Exercise directions: Please copy out every line of the data word for word.

[[ Data in this exercise, beginning ]]

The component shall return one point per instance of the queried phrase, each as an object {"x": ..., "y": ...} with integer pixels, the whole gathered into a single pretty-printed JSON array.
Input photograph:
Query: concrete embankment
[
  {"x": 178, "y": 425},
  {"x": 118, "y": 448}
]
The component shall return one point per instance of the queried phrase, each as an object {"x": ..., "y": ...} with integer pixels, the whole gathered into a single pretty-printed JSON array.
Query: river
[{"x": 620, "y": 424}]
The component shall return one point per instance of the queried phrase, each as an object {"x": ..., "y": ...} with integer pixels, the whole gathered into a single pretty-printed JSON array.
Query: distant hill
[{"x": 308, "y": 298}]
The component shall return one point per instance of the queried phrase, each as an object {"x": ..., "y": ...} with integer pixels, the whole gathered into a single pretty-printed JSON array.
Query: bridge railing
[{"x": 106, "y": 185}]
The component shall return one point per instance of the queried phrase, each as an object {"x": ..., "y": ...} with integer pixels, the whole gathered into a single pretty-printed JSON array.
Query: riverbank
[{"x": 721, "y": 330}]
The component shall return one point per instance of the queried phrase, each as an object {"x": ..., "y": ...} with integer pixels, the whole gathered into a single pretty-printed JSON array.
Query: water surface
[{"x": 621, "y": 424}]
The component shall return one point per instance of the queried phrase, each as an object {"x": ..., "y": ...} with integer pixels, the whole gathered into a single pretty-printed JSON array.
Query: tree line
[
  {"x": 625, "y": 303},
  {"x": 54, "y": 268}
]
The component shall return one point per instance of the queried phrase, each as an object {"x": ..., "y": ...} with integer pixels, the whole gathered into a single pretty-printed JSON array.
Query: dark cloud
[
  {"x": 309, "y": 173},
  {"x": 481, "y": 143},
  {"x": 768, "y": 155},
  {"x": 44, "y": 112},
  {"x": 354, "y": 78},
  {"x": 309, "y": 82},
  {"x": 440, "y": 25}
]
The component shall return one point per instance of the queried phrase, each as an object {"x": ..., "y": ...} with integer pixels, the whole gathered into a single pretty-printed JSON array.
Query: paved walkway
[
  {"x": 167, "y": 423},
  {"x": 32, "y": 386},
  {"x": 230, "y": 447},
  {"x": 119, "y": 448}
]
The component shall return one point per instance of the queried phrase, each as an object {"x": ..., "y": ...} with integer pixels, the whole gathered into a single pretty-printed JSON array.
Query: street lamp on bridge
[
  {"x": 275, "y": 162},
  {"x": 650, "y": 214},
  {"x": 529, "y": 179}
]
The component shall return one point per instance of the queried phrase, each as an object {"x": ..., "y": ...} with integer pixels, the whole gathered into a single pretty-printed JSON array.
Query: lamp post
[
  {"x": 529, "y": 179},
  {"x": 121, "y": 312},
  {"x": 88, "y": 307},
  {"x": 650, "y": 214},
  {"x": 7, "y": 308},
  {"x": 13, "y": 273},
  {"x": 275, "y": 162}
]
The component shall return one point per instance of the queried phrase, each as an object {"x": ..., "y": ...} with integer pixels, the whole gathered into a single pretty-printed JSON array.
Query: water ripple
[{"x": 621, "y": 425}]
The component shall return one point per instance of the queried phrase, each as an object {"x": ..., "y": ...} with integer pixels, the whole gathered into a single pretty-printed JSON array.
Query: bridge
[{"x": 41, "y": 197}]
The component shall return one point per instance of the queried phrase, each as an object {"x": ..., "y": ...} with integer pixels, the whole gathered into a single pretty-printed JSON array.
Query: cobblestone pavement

[[ Data in this exercise, end ]]

Response below:
The component shall return one point per instance of the queried phrase, each as an object {"x": ..., "y": ...} with integer pixels, the whole gathered into a single pretty-printed JSON array.
Input photograph:
Query: concrete embankment
[
  {"x": 178, "y": 425},
  {"x": 118, "y": 448}
]
The component shall return one point per instance of the queried phrase, each as an object {"x": ..., "y": ...} with integer pixels, the whole gathered into a single pretty-printed JSON array.
Query: river
[{"x": 620, "y": 424}]
The component shall return one point per instance of the queried phrase, each as an object {"x": ..., "y": ...} with integer pixels, the whole gathered into a single pretty-printed JSON array.
Query: distant hill
[{"x": 308, "y": 298}]
The component shall return one point per instance of the queried phrase, each as an object {"x": ..., "y": ...} with integer pixels, the whole gathered into a single pretty-printed JSON array.
Query: bridge railing
[{"x": 106, "y": 185}]
The component shall return one point per instance of the queried phrase, each as an object {"x": ..., "y": ...} with integer pixels, the whole gathered into a single pretty-printed JSON array.
Query: riverbank
[{"x": 721, "y": 330}]
The component shall return one point per instance of the queried phrase, each as an object {"x": ..., "y": ...} with integer pixels, the whole gathered into a single pretty-printed JSON array.
Query: water surface
[{"x": 621, "y": 424}]
The component shall return one point per instance of the queried phrase, each as an object {"x": ..., "y": ...} with integer pixels, the whole gathered into a single pretty-printed JSON array.
Query: tree line
[
  {"x": 625, "y": 303},
  {"x": 54, "y": 268}
]
The component shall return one point per instance of the queried phrase, each as an object {"x": ..., "y": ...} with integer pixels, the whole gathered into a single pretty-printed JSON array.
Query: dark cloud
[
  {"x": 309, "y": 173},
  {"x": 481, "y": 143},
  {"x": 768, "y": 155},
  {"x": 44, "y": 112},
  {"x": 354, "y": 78},
  {"x": 309, "y": 82},
  {"x": 440, "y": 25}
]
The component shall return one point per instance of the queried phrase, each as an object {"x": ..., "y": ...} with integer pixels, the whole gathered into a single pretty-printed JSON array.
Query: paved walkway
[
  {"x": 167, "y": 423},
  {"x": 32, "y": 386},
  {"x": 230, "y": 447},
  {"x": 119, "y": 448}
]
The component shall return one point per instance of the queried phrase, each as an object {"x": ..., "y": ...} with integer pixels, the whole gathered into a single pretty-printed JSON array.
Query: street lamp on bridge
[
  {"x": 275, "y": 162},
  {"x": 650, "y": 214},
  {"x": 529, "y": 179}
]
The component shall return one point per instance of the queried phrase, each as an object {"x": ..., "y": ...} with integer pixels, the whole gathered into a single pretty-printed JSON array.
Query: lamp post
[
  {"x": 529, "y": 179},
  {"x": 121, "y": 312},
  {"x": 88, "y": 307},
  {"x": 650, "y": 214},
  {"x": 7, "y": 308},
  {"x": 13, "y": 273},
  {"x": 275, "y": 162}
]
The component shall return one point per instance of the queried phrase, each as an object {"x": ..., "y": ...} with integer pixels, the whole gathered into a single pretty-printed JSON array.
Query: water ripple
[{"x": 621, "y": 425}]
The component shall return one point per instance of the queried phrase, each as an object {"x": ..., "y": ...} with integer pixels, the whole gathered into a single pretty-printed JSON array.
Query: bridge
[{"x": 41, "y": 197}]
The component shall return one point per instance of the queried phrase, each as an object {"x": ..., "y": ...} with integer pixels, the whole gathered into a single pretty-printed JSON array.
Query: cobblestone pavement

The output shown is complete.